**Given problem**
Give back the part that opens with the line containing "For each instance of the glass" and closes with the line containing "For each instance of the coffee", replacing "place one point" with "mark one point" throughout and leaving all else unchanged.
# start of Data listing
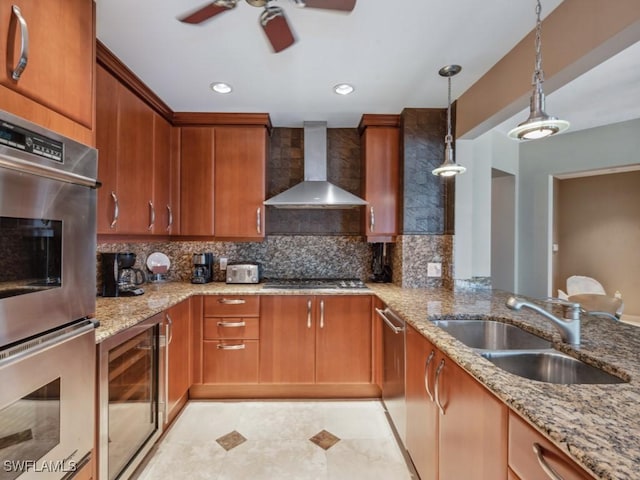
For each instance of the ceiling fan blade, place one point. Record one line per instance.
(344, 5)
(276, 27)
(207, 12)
# end of Data listing
# start of Data listing
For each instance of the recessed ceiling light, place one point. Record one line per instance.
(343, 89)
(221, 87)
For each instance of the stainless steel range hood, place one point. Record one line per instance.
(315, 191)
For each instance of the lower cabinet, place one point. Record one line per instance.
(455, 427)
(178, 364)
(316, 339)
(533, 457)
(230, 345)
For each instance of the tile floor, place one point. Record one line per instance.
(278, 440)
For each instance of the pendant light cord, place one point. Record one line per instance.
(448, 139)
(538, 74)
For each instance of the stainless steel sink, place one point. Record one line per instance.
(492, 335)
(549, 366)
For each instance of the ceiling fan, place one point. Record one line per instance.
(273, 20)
# end of Data listing
# start of Data listing
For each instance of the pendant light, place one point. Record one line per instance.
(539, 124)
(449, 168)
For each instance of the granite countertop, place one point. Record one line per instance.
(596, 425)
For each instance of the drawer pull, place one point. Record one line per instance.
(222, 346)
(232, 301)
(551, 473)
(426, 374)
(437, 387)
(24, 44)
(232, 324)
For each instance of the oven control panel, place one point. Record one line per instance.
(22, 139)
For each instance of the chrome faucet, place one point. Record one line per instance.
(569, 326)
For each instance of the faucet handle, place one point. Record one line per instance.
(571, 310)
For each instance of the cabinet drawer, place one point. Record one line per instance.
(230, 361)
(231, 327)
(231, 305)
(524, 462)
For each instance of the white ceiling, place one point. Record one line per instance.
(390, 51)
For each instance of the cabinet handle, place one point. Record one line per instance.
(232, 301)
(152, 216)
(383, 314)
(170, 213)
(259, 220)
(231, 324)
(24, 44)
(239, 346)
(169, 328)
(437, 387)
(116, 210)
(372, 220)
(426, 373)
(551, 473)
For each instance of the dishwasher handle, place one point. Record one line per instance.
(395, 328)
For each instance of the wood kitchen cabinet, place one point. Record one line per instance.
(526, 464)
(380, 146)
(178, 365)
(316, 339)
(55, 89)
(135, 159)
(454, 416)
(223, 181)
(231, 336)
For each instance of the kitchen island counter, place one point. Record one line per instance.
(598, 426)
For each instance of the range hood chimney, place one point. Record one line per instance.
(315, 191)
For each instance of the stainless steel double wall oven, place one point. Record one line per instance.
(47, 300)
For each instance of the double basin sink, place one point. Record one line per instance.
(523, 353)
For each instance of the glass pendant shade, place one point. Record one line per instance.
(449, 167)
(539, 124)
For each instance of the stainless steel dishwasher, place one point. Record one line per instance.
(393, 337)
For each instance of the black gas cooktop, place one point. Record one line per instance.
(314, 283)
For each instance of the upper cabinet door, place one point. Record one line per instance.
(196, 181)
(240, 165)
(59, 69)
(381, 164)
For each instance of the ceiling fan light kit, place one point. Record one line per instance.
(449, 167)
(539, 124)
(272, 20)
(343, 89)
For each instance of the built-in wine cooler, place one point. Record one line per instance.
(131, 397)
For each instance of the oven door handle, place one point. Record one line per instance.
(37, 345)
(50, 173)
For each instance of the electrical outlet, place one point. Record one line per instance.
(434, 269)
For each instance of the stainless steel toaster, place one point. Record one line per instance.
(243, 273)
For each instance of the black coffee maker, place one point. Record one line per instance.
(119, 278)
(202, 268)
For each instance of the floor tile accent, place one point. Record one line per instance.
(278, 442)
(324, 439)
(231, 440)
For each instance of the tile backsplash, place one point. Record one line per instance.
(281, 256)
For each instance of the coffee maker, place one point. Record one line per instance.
# end of Data listing
**Written answer**
For each instance of the glass pendant shade, mark one point. Record one line per instance.
(449, 167)
(539, 124)
For each instance of the stainless steel dishwasher, mark one point. Record one line per instance.
(393, 337)
For each instance of the black gas cooktop, mark one point. Record one line per instance.
(314, 283)
For each instance of the upper cabinet door, mark one point. Record one line per instance.
(196, 181)
(240, 165)
(59, 69)
(381, 164)
For each instance of the ceiling fan light kit, mark one point. Record one line per instance.
(449, 167)
(539, 124)
(272, 20)
(343, 89)
For each instance of the built-in wine cooler, mark one point. Record one line per instance.
(131, 397)
For each instance of the oven door handle, mark one point. Record one line per instance.
(37, 345)
(50, 173)
For each instance of the electrical outlet, mark one point. Record one line per instance.
(434, 269)
For each instance of the stainless steel toaster, mark one point. Record one line per instance.
(243, 273)
For each instance of the black coffee maker, mark one point. Record one line per instance.
(119, 278)
(202, 268)
For each instance of the floor tile accent, mark one point. Record one line per instance.
(278, 442)
(324, 439)
(231, 440)
For each instance of the tile backsplash, mark one point. Record one line per instance.
(281, 256)
For each instance of the coffee maker, mark one point. Record one line per instance.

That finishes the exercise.